▸ Exercise directions: Every entry, from first to last, is to be retyped without any alteration.

[Source data — start]

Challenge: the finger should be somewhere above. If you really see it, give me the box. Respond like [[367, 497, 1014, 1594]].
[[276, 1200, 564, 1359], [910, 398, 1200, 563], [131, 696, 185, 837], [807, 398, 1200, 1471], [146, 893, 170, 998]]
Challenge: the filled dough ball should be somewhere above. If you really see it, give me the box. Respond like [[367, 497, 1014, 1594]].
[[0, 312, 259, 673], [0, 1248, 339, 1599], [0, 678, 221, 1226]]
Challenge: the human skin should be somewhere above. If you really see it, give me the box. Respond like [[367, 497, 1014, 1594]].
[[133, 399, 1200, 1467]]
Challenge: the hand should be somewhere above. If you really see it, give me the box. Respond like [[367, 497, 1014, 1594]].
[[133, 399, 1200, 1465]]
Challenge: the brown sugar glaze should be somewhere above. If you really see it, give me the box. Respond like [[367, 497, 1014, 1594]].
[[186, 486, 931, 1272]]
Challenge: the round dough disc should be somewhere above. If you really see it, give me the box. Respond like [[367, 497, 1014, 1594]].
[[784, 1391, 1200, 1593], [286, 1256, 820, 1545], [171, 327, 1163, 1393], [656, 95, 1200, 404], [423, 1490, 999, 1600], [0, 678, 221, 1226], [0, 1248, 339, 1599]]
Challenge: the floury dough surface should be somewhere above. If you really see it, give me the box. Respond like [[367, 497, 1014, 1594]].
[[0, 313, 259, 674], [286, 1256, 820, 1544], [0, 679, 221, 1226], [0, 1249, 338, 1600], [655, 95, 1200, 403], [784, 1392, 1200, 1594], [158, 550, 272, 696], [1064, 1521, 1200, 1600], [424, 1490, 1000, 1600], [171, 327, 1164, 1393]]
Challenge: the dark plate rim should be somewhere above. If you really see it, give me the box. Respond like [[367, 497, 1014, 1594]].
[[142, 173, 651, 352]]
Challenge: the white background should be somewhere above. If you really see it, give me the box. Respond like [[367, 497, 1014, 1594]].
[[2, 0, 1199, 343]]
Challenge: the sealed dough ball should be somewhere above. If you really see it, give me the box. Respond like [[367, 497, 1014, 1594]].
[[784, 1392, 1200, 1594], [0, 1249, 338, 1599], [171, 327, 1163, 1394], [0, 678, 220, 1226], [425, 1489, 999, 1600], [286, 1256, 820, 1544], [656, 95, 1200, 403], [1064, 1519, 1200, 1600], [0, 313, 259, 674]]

[Source data — finish]

▸ Response to the task:
Challenge: the finger should be somewhere above. If you really see it, give me the box. Respond like [[367, 497, 1014, 1594]].
[[276, 1200, 564, 1359], [910, 398, 1200, 563], [131, 696, 185, 837], [807, 398, 1200, 1471], [146, 893, 170, 998]]
Challenge: the filled dough ball should be somewhere above. If you really see it, give me the box. Respond like [[367, 497, 1014, 1594]].
[[0, 312, 259, 673], [0, 1248, 339, 1599], [0, 678, 221, 1226]]
Challenge: the human skin should be somewhere above. If you really see it, give me the box. Respond like [[367, 497, 1014, 1594]].
[[133, 399, 1200, 1467]]
Challenge: the hand should be somewhere above. If you really see it, give me the box. Respond like [[367, 497, 1014, 1594]].
[[133, 399, 1200, 1465]]
Challenge: the brown sugar glaze should be somewhere above. If you really see it, give me the box. Respond like [[367, 497, 1014, 1594]].
[[186, 486, 931, 1272]]
Challenge: the round dough disc should be somewhere above. If you really see it, give me the box. Respond like [[367, 497, 1014, 1594]].
[[784, 1391, 1200, 1593], [286, 1256, 820, 1545], [171, 327, 1163, 1393], [656, 95, 1200, 404], [423, 1490, 999, 1600], [0, 678, 221, 1226], [0, 1248, 339, 1599]]
Challenge: the floury dough surface should be somewhere above. If you really see it, give me the box. Respond like [[367, 497, 1014, 1594]].
[[0, 313, 259, 674], [286, 1256, 820, 1544], [0, 679, 221, 1226], [0, 1249, 338, 1600], [655, 95, 1200, 403], [784, 1392, 1200, 1594], [158, 550, 272, 696], [1064, 1521, 1200, 1600], [424, 1490, 1000, 1600], [171, 327, 1164, 1393]]
Challenge: the dark plate rim should be somewhere above. If you really see it, give me the box. Respond like [[367, 497, 1014, 1594]].
[[142, 173, 651, 352]]
Challenge: the white background should be somewhere above. If you really see it, give me the box. Respond like [[367, 497, 1014, 1594]].
[[2, 0, 1199, 343]]
Challenge: the sealed dough ball should be somewhere above. If you really see it, give me the box. Respond like [[367, 497, 1014, 1594]].
[[784, 1392, 1200, 1594], [0, 1249, 338, 1599], [171, 327, 1163, 1394], [0, 678, 220, 1226], [425, 1489, 999, 1600], [286, 1256, 820, 1544], [656, 95, 1200, 403], [1064, 1519, 1200, 1600], [0, 313, 259, 674]]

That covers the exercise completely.